Start SUPPLIED PASSAGE

Reputation: 105
I have a number of documents in Cloudant, that have ID field of type string. ID can be a simple string, like "aaa", "bbb" or number stored as text, e.g. "111", "222", etc. I need to be able to full text search using the above field, but I encountered some problems.
Assuming that I have two documents, having ID="aaa" and ID="111", then searching with query:
returns first document, as expected
returns nothing, but
returns second document, so at least there is a way to retrieve it.
Unfortunately, when searching for range:
I get no results, and I have no idea what to do to get around this problem. Is there any special syntax for such case?
UPDATE:
Index function:
function(doc){
if(!doc.ID) return;
index("ID", doc.ID, { index:'not_analyzed_no_norms', store:true });
}
Changing index to analyzed doesn't help. Analyzer itself is keyword, but changing to standard doesn't help either.
UPDATE 2
Just to add some more context, because I think I missed one key point. The field I'm indexing will be searched using ranges, and both min and max values can be provided by user. So it is possible that one of them will be number stored as a string, while other will be a standard non-numeric text. For example search all document where ID >= "11" and ID <= "foo".
Assumig that database contains documents with ID "1", "5", "alpha", "beta", "gamma", this query should return "5", "alpha", "beta". Please note that "5" should actually be returned, because string "5" is greater than string "11".
Upvotes: 2
Views: 1267
Reputation: 405
This could also be achieved using regular expressions in queries. Something line this:
curl -X POST "https://.../facetrangetest/_design/ddoc/_search/f" -d '{"q":"ID:/<23-758>/"}' | jq .

End SUPPLIED PASSAGE

_WRITTEN REQUEST 1_.
In the Cloudant search thread:
(a) Which index option does the posted index function pass for the ID field?
(b) Which analyzer is in use, and which one was tried instead?
(c) What does the reply suggest using in queries?
_WRITTEN REQUEST 2_. In the Cloudant search thread, why should "5" be returned by the query for ID >= "11" and ID <= "foo"?
_WRITTEN REQUEST 3_. Carry the Cloudant search thread on from its last sentence.

Start GIVEN RECORDS

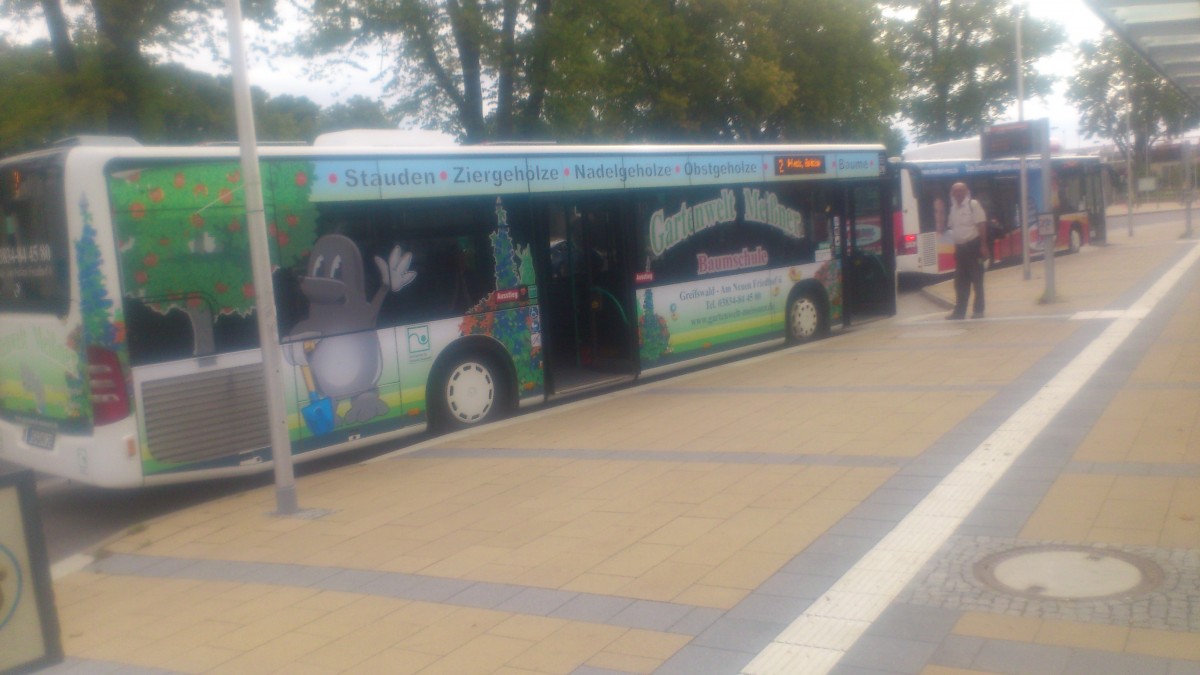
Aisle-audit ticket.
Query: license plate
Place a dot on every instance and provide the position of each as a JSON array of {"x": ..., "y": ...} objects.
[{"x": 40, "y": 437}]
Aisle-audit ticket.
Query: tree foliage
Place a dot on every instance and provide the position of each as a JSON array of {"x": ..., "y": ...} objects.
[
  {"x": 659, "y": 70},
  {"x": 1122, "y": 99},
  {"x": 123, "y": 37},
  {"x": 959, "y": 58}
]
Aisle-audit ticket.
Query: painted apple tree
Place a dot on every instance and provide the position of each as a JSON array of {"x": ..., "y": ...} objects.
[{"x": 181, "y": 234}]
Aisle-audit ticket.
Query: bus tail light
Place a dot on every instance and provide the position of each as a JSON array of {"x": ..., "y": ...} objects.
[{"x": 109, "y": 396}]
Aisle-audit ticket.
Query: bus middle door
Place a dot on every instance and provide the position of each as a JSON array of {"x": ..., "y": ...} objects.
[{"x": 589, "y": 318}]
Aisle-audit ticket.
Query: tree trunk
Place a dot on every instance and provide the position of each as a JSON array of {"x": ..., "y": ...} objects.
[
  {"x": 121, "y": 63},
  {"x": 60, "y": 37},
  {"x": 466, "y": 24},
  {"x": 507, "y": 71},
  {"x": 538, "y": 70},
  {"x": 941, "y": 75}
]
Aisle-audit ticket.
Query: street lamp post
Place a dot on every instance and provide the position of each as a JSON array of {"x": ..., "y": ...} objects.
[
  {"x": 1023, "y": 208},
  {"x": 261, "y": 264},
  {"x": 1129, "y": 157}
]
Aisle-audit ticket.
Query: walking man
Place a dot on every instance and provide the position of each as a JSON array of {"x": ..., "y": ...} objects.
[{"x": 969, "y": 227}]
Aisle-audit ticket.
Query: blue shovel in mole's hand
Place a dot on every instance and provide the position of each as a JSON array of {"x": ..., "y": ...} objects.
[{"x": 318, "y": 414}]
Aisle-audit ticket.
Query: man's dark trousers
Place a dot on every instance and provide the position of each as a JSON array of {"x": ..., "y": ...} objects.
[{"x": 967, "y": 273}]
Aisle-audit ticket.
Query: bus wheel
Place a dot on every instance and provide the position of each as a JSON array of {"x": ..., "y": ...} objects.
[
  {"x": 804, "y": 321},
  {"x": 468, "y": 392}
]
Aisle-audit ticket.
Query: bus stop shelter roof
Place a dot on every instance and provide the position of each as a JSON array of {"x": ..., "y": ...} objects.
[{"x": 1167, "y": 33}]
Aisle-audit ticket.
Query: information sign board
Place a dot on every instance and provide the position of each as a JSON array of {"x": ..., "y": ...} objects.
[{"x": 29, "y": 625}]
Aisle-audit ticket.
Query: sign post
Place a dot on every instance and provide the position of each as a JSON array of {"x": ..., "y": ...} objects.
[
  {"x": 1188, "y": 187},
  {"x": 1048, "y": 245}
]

End GIVEN RECORDS

_EXPECTED OUTPUT 1_.
(a) 'not_analyzed_no_norms', with store set to true.
(b) The keyword analyzer. Standard was tried instead, which didn't help.
(c) Regular expressions.

_EXPECTED OUTPUT 2_. As a string, "5" is greater than "11", so it falls within the requested range.

_EXPECTED OUTPUT 3_.
This regular expressions means to retrieve all documents with ID field from 23 to 758. Slashes: /
/
are used to enclose a regular expression; the interval is enclosed inside <>
.
Upvotes: 1
Reputation: 405
First of all, I would suggest to use keyword analyzer, so you can control the right tokenization during both indexing and search.
"analyzer": "keyword",
"index": "function(doc){\n if(!doc.ID) return;\n index(\"ID\", doc.ID, {store:true });\n}
To retrieve you document with _id "111", use the following range query:
curl -X GET "http://.../facetrangetest/_design/ddoc/_search/f?q=ID:\[111%20TO%A\]"
If you use a query q=ID:\[111%20TO%20999\]
, Cloudant search seeing numbers on both size of the range, will interpret it as NumericRangeQuery; and since your ID of "111" is a String, it will not be part of the results returned. Including a string into query [111%20TO%20A], will make Cloudant interpret it as a range query on strings.
Upvotes: 2
Reputation: 105
Our team just came to a workaround solution. We managed to get proper results by adding some arbitrary character, e.g. 'a' to an upper range value, and by introducing additional search term, to exclude documents having ID between upper range value and upper range value + 'a'.
When searching for a range
ID:[X TO Y]
actual query would be
(ID:[X TO Ya] AND -ID:{Y TO Ya])
For example, to find a documents having ID between 23 and 758, we execute
(ID:[23 TO 758a] AND -ID:{758 TO 758a]).
Upvotes: 2
Reputation: 544
You can get both docs returned like this:
q=ID:["111" TO "CCC"]
Here's a working live example:
I found something quirky. It seems that range queries on strings only work if at least one of the range values is a string. Querying on ID:["111" TO "555"]
doesn't return anything either, so maybe this is resolving to a numeric query somehow? Could be a bug.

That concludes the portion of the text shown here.